## START Text to read

This is the first of the topics from my presentation “ Gone in 60 nano seconds “
As a quick summary this is why additional columns can cause degraded performance.
Background
- I put this brief list of points together after having a carefully tuned query degraded by the addition of a column onto one of the tables and into the join.
- Performance tuning is more than just adding indexes, and the performance of an application can be affected by many factors, but above all you want to be able to give your users a happy experience.
- Queries which perform slowly can frustrate users as well as give your application ( e.g. database – e.g. SQL server ) a bad name, which we don’t want. Users constantly hitting refresh for slow running and/or heavy io queries compound the problem further.
- When I put these points one response was what to do if there was a valid business reason to add a column to a table, my view is that there never is a valid “business reason” because you the developer are in control of the schema and have the choice on how to handle data or more likely extra attribute(s).
- It’s never going to be clear cut, all I wanted was that before adding extra columns to a table some thought was applied to the possible adverse affects of the action.
1. Most important - if a query has been optimised with an index for a table and an additional column is added to that query for that table then the index becomes invalid.
There are two possible outcomes
a) A table scan
b) a key lookup which means at best two reads of the table for each row. This may not sound so bad but if the lookup will always be a clustered index seek/scan - any clustered index seek/scan always returns/reads the entire row to cache even if only one bit value is required. If a table is wide and has a large (?) number of rows the impact can be such that the entire query may take many times longer even to the extent of timing out.
This may seem extreme but consider this simple example, a company table only has 1.6 million rows and is fairly narrow with a max row size of 1076 bytes.
A bit field is added, the actual table size does not alter much.
Picking an index that has a max row size of 60 bytes, one page read ( one io ) will contain approx 140 rows.
If we don't use this index and need a clustered index seek ( best option ) 140 rows will actually require 20 reads ( 7 rows per page ) so instead of 8k of data being read we will have read 160k.

## END Text to read
## START Material

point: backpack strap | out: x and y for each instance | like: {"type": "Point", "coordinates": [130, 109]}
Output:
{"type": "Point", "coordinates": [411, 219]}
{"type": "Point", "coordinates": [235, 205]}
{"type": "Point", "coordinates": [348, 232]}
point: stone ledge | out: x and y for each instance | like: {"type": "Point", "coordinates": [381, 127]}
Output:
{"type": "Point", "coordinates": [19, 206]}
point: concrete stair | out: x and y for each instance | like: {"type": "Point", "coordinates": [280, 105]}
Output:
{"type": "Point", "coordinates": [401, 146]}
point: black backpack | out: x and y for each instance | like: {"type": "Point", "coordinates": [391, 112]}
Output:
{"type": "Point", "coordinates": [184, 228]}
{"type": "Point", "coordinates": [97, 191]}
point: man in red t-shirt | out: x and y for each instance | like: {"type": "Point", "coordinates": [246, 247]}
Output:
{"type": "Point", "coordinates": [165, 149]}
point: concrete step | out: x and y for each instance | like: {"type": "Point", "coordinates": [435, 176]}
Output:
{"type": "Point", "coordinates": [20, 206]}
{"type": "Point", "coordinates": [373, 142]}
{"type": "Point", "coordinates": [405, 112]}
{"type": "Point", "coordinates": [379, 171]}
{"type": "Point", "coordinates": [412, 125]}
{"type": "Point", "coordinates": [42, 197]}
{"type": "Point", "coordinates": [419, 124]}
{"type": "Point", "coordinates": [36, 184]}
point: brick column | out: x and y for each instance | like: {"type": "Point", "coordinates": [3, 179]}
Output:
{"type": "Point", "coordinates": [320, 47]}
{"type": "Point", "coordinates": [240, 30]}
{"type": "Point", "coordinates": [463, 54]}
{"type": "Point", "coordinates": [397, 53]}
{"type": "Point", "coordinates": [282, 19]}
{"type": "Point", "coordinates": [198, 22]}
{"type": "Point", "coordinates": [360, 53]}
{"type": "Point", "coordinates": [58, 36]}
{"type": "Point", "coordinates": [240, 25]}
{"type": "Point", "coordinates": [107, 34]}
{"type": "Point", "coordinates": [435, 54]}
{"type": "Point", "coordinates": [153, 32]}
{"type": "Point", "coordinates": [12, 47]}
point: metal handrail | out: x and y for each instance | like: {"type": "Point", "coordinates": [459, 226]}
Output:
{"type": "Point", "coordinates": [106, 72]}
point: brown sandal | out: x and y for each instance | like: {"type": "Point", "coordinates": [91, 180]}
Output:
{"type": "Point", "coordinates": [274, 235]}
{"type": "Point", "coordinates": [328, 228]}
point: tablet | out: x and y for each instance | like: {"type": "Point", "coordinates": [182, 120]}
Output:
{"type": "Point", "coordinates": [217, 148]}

## END Material

— Requirements —
a) Answer these questions from the text on added columns:
(i) What is the title of the presentation the topics come from?
(ii) What are the two possible outcomes when the index becomes invalid?
(iii) How many rows does the company table in the example have?
b) Write out the text on added columns from "A bit field" to "have read 160k.", word for word.

— Outputs —
a)
(i) "Gone in 60 nano seconds"
(ii) A table scan, or a key lookup
(iii) 1.6 million

b)
A bit field is added, the actual table size does not alter much.
Picking an index that has a max row size of 60 bytes, one page read ( one io ) will contain approx 140 rows.
If we don't use this index and need a clustered index seek ( best option ) 140 rows will actually require 20 reads ( 7 rows per page ) so instead of 8k of data being read we will have read 160k.